═════ LISTING

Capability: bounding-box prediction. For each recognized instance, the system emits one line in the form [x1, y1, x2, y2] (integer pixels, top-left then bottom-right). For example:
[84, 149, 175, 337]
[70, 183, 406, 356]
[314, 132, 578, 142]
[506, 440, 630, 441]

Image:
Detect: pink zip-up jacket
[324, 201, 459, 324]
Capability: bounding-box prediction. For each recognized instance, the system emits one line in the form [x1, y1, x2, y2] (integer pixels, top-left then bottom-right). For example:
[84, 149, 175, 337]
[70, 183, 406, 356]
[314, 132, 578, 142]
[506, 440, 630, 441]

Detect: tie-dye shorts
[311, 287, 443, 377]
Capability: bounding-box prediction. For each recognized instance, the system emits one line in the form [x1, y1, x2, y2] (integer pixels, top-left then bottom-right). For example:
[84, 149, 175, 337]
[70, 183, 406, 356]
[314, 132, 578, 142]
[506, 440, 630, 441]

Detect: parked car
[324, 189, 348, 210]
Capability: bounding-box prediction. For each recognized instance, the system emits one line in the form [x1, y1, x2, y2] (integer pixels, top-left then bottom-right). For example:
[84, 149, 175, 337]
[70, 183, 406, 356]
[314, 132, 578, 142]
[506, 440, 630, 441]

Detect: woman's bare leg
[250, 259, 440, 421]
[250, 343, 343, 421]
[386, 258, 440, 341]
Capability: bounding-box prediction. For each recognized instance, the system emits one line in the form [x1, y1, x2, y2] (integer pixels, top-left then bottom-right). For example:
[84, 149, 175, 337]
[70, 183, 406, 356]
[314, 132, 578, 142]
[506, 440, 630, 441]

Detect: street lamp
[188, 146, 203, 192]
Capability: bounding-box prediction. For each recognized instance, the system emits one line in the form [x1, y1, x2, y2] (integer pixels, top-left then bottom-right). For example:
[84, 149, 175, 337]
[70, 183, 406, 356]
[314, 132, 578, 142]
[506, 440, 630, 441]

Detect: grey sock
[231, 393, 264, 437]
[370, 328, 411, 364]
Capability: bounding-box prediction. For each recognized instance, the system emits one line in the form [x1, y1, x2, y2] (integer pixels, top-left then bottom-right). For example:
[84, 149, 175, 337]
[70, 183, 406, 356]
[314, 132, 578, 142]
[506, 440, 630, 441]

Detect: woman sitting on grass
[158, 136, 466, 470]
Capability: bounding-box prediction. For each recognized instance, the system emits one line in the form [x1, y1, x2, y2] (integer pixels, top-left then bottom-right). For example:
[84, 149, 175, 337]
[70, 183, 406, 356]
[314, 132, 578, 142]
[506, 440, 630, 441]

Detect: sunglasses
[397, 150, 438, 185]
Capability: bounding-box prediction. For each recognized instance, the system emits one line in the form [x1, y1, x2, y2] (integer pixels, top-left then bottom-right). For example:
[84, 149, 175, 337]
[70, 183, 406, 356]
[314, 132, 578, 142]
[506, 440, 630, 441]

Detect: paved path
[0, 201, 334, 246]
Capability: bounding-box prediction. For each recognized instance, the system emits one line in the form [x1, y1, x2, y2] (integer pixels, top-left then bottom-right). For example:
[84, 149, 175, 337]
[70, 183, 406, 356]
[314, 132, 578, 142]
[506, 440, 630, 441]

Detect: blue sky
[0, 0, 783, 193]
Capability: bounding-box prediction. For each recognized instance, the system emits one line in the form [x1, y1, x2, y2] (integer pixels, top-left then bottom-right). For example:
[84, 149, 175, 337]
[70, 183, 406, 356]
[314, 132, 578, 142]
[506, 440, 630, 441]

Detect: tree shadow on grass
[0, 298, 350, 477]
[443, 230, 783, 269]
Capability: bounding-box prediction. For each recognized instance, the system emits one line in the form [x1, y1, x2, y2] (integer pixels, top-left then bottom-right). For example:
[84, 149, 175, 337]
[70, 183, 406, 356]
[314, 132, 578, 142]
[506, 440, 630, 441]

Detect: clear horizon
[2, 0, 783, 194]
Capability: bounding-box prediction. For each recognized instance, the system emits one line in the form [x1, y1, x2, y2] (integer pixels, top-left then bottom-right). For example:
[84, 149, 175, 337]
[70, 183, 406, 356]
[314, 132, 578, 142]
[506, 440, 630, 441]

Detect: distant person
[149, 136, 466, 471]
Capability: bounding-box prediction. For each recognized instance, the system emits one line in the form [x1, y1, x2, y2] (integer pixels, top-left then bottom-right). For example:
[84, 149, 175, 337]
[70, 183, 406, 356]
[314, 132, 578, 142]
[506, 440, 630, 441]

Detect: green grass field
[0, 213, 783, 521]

══════════

### EXERCISE AIM:
Copy out all the records above, swapping in "object location" wherever "bounding-box prediction" appears and keeping everything else unchanged.

### RIGHT ANSWER:
Capability: object location. For each recognized instance, the system emits one line in the form [x1, y1, x2, y2] (integer pixels, top-left then bottom-right). For example:
[84, 149, 175, 337]
[70, 183, 406, 356]
[314, 132, 578, 142]
[506, 440, 630, 441]

Image:
Detect: pink zip-up jacket
[324, 201, 459, 324]
Capability: object location. For each recognized instance, the system emits one line in the form [x1, y1, x2, y2] (integer pixels, top-left then bottom-right). For example:
[84, 149, 175, 337]
[70, 183, 406, 356]
[314, 132, 578, 142]
[506, 440, 630, 441]

Detect: tie-dye shorts
[311, 287, 443, 377]
Capability: object location. For each recognized instance, the system emits one line in the form [x1, y1, x2, y2] (integer pixels, top-left then bottom-right). For example:
[84, 149, 175, 337]
[70, 183, 406, 356]
[314, 132, 578, 142]
[506, 440, 630, 441]

Detect: parked car
[324, 189, 348, 210]
Capability: object location. For each recognized instance, the system emits one line in the form [x1, y1, x2, y2] (integer pixels, top-left then bottom-right). For example:
[84, 149, 175, 337]
[70, 183, 406, 356]
[314, 132, 578, 142]
[506, 440, 630, 441]

Detect: woman's bare leg
[250, 259, 440, 421]
[250, 343, 343, 421]
[386, 258, 440, 341]
Capability: object location. For each recognized instance, the system emits one line in the form [x1, y1, x2, y2] (integer pixels, top-left then bottom-right). For example:
[84, 149, 175, 337]
[70, 183, 406, 356]
[314, 132, 578, 142]
[506, 440, 630, 441]

Detect: street lamp
[188, 146, 203, 192]
Capability: object location. For each recognized instance, the system emits one line in the form [x1, y1, x2, y2] (integer pixels, top-left then bottom-right). For example:
[84, 149, 175, 337]
[70, 183, 406, 356]
[314, 132, 578, 142]
[506, 440, 630, 441]

Detect: grey sock
[231, 393, 264, 437]
[370, 328, 411, 364]
Capability: object location. For each recognized instance, the system emits one line in the form [x1, y1, x2, y2] (integer pixels, top-left then bottom-right). For example:
[84, 149, 175, 337]
[70, 183, 406, 356]
[314, 132, 578, 142]
[506, 440, 630, 441]

Detect: woman sitting on grass
[158, 136, 466, 470]
Capability: object location. For each recognized instance, the system emits one line in the form [x1, y1, x2, y2] (integer pixels, top-left then bottom-right). For example:
[84, 149, 175, 337]
[70, 183, 406, 356]
[314, 132, 578, 142]
[506, 440, 630, 441]

Detect: sunglasses
[397, 150, 438, 185]
Capability: object location. For each recognized instance, the system emits one line in the form [x1, y1, x2, y2] (integer pixels, top-left then bottom-right). For example:
[84, 149, 175, 337]
[70, 183, 406, 356]
[314, 132, 578, 142]
[506, 440, 630, 441]

Detect: paved path
[0, 201, 334, 246]
Capability: object location. For each recognized instance, the system emits one line in the form [x1, y1, x2, y2] (integer pixels, top-left then bottom-right). For example:
[84, 149, 175, 337]
[70, 183, 406, 356]
[314, 132, 578, 142]
[506, 440, 630, 441]

Detect: blue sky
[0, 0, 783, 193]
Capability: object location. For each recognized instance, the system emits one line in the form [x1, y1, x2, y2] (integer pixels, top-left then bottom-right). For example:
[84, 149, 175, 337]
[70, 183, 406, 356]
[314, 132, 578, 142]
[506, 440, 630, 441]

Detect: tree shadow on grass
[0, 298, 350, 477]
[443, 230, 783, 269]
Capability: object location. For each recognized instance, the system emits one line in the form [x1, y1, x2, y2] (integer pixels, top-left then bottom-right). For example:
[84, 149, 175, 337]
[70, 183, 406, 356]
[314, 132, 578, 142]
[506, 440, 630, 441]

Detect: clear horizon
[2, 0, 783, 194]
Capability: object location. For each recognized instance, the system emits one line in the form [x1, y1, x2, y2] (integer pixels, top-left then bottom-right). For example:
[84, 149, 175, 337]
[70, 183, 406, 356]
[314, 132, 578, 142]
[506, 440, 630, 441]

Detect: distant person
[149, 136, 466, 471]
Capability: object location. For each recognized instance, the system emits one line in the form [x1, y1, x2, y2] (integer pixels, top-left then bottom-right). For example:
[84, 149, 175, 337]
[70, 183, 406, 356]
[314, 132, 578, 142]
[506, 440, 630, 441]

Detect: green grass field
[0, 213, 783, 521]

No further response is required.